++++ Material shown ++++

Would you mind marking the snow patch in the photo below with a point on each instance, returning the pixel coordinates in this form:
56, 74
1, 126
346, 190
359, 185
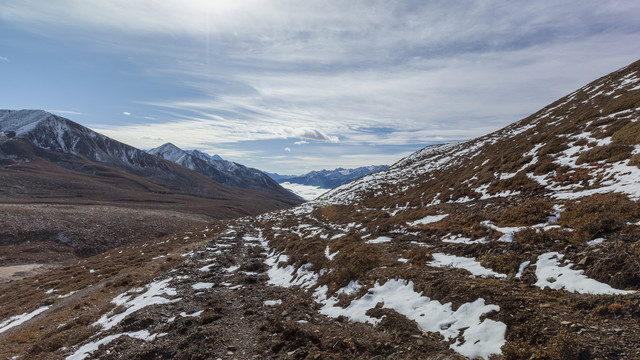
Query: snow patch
551, 274
473, 337
427, 220
458, 262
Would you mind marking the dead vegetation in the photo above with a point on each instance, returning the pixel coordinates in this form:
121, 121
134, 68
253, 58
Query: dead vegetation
599, 214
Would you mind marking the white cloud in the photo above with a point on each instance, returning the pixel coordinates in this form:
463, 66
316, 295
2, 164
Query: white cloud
151, 138
356, 72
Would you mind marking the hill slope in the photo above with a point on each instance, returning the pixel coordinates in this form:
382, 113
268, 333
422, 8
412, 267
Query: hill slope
79, 185
222, 171
519, 244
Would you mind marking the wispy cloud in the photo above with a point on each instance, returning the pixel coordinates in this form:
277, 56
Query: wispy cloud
342, 73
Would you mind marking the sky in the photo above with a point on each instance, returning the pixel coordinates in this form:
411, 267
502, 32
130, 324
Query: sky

++++

**Exercise requirements**
Rewrite the listing, requests included, starting with the line containing "Would you mind marking the wispy" and going on through the end of the listing. Shift every answer coordinate by adding 149 to each number.

**Task answer**
Would you mind marking the wispy cloud in the photo above with a point on each instance, returning the pixel coordinates in this form:
277, 56
Query: wispy cloud
491, 222
Would you mind marking the sky in the photo above with a point on each instance, returning the pixel coordinates in this form:
411, 267
502, 32
130, 324
Query: sky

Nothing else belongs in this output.